[start of Extracted information]

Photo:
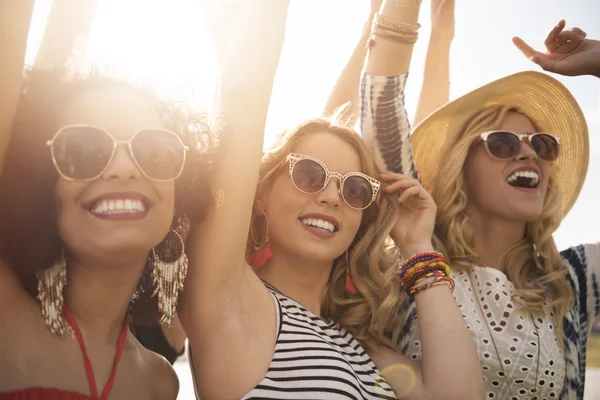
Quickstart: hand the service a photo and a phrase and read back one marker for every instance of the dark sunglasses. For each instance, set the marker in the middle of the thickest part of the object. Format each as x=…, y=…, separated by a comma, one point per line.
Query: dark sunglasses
x=505, y=145
x=310, y=175
x=84, y=152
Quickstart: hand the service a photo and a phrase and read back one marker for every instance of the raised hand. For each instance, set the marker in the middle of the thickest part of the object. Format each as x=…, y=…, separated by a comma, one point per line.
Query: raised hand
x=442, y=18
x=415, y=211
x=568, y=52
x=376, y=6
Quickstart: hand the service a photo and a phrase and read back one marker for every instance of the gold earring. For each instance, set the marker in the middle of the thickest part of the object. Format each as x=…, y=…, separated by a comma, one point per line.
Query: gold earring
x=168, y=277
x=51, y=284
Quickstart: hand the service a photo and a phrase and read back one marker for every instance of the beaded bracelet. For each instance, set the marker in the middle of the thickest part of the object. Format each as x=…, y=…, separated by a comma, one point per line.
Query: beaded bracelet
x=380, y=27
x=410, y=282
x=406, y=265
x=418, y=267
x=394, y=24
x=429, y=285
x=396, y=37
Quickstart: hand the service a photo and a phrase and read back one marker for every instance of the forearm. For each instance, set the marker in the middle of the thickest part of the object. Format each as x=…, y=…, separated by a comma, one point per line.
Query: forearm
x=391, y=58
x=346, y=89
x=15, y=18
x=435, y=91
x=384, y=121
x=216, y=247
x=450, y=364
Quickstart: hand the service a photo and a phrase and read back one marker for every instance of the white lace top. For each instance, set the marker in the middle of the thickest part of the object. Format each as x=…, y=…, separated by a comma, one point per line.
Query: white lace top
x=513, y=332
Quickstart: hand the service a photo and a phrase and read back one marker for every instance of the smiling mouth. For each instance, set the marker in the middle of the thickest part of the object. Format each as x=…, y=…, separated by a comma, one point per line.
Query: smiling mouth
x=118, y=206
x=524, y=179
x=318, y=223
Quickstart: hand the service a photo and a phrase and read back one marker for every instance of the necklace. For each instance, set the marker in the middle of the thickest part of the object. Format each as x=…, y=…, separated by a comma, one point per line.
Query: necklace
x=537, y=334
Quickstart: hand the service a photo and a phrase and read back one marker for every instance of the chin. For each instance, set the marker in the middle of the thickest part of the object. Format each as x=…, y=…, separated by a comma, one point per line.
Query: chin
x=527, y=214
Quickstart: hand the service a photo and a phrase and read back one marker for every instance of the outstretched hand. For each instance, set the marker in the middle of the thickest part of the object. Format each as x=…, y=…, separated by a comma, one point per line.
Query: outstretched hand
x=415, y=211
x=568, y=52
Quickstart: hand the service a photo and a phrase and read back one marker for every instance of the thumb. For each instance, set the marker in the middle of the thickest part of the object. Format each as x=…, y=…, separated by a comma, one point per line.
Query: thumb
x=544, y=61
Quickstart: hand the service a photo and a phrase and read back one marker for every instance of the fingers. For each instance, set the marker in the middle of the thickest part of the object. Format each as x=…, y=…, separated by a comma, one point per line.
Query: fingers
x=571, y=35
x=415, y=191
x=551, y=42
x=401, y=184
x=525, y=48
x=543, y=60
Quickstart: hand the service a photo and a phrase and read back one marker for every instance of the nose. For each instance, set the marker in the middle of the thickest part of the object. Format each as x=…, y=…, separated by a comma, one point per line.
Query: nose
x=330, y=196
x=526, y=152
x=122, y=165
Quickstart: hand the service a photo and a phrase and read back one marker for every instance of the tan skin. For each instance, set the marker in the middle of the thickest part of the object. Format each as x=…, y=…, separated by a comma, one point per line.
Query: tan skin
x=106, y=259
x=568, y=52
x=498, y=210
x=226, y=310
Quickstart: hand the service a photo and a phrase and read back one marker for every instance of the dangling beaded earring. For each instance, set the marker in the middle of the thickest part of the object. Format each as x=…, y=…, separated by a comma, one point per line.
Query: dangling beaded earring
x=261, y=254
x=350, y=286
x=168, y=277
x=50, y=284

[end of Extracted information]

[Short exercise]
Reproduce the data with every "marker" swapped for "pin" and nothing else changed. Omit the pictures from your copy.

[Answer to this exercise]
Photo:
Quickstart: hand the service a photo and a phrase and read back one pin for every instance of the dark sunglasses. For each instance, set the pin in the middle of the thickest part of the object. Format each as x=…, y=…, separated by a comma, one point per line.
Query: dark sunglasses
x=505, y=145
x=310, y=175
x=84, y=152
Quickstart: hand the service a photo and a phrase and read back one pin for every instance of the raised hand. For each instance, set the pin in the middle of the thickest part of the object. Format each as x=…, y=…, separated by a comma, one point per line.
Query: raised hand
x=442, y=18
x=415, y=211
x=568, y=52
x=376, y=6
Quickstart: hand the service a photo and a phrase and read back one pin for every instance of the gold earring. For each instance, set the pin in the middle of the thickest part of the object. Format each as x=…, y=…, separated by a comma, one point per line.
Query: gold earring
x=168, y=277
x=51, y=284
Quickstart: hand the service a photo and a phrase and read back one pin for every instance of the beaded bracelet. For each instance, set the pin in the middle of the thickest part of the object. Format each as x=…, y=…, separated by a comma, one point per line.
Query: beaded bracelet
x=380, y=27
x=410, y=282
x=406, y=265
x=418, y=267
x=394, y=24
x=429, y=285
x=396, y=37
Quickstart: hand the service a photo and a phrase and read back one pin for every instance of the forearm. For each instance, set the pin in the middle of the thickest part of the object. Format each as x=…, y=…, separated by a comma, one point per line.
Query: forearm
x=391, y=58
x=346, y=89
x=15, y=18
x=435, y=91
x=384, y=121
x=216, y=247
x=450, y=364
Quickstart: hand the service a photo and a phrase and read back one pin for every instance of the white lace top. For each instance, set the pin in the middle of the thickest part of the object. Format each as x=…, y=…, separated by a comma, one point per line.
Query: white lace top
x=513, y=332
Quickstart: hand the service a photo and a phrase and read back one pin for every instance of the smiling mouth. For each instance, set the pin in the middle of the thickest part of the object. Format each as x=…, y=…, separated by a comma, one point per line.
Query: smiling mouth
x=118, y=206
x=524, y=179
x=318, y=223
Quickstart: hand the service a photo and a phrase and read back one pin for every instance of the necklace. For each instance, set the pin in the middle of the thickest part of the object. Format each as x=…, y=…, separated by a comma, one point per line.
Query: necklace
x=537, y=334
Quickstart: hand the service a photo and a phrase and read back one pin for every instance of the chin. For each instance, set the pin in the middle of the thickest part of the object. Format each as x=…, y=…, separated by a comma, one point per line.
Query: chin
x=527, y=214
Quickstart: hand the service a photo and a phrase and read back one pin for every instance of the outstretched hand. For each instance, set the pin in the middle of the thickest part of the object. Format each as x=…, y=…, separated by a comma, one point per line.
Query: outstretched hand
x=415, y=211
x=568, y=52
Quickstart: hand the service a photo and a phrase and read back one pin for every instance of the thumb. For each instance, set the pin in the middle of the thickest part of the object. Format each as x=…, y=…, separated by a comma, one point per line.
Query: thumb
x=544, y=61
Quickstart: hand the service a photo and a phrase and read back one pin for every instance of the fingers. For each instance, set the pin in the middle of the thickest part of the object. Format each as x=…, y=…, separated by a comma, one point per line.
Query: fingers
x=571, y=35
x=415, y=191
x=551, y=42
x=401, y=184
x=525, y=48
x=543, y=60
Quickstart: hand the service a photo and a phrase and read back one pin for every instance of the nose. For each instance, set the pin in the middle of the thickest part of the object. Format each as x=…, y=…, separated by a comma, one point per line.
Query: nose
x=330, y=196
x=526, y=152
x=122, y=165
Quickstart: hand the service a photo and a phrase and read back one pin for every instance of the tan skin. For each instance, set the pin in the middle of the thickest part of the object. Format each as x=…, y=…, separated by a comma, one point per line.
Query: tan skin
x=106, y=259
x=568, y=52
x=498, y=210
x=226, y=310
Quickstart: hand the service a photo and a phrase and read back one pin for every instance of the dangling beaded earring. For each instance, set the pin in the middle of the thickest part of the object. Format each as x=…, y=…, separated by a comma, one point per line.
Query: dangling beaded earring
x=261, y=254
x=350, y=286
x=168, y=277
x=50, y=284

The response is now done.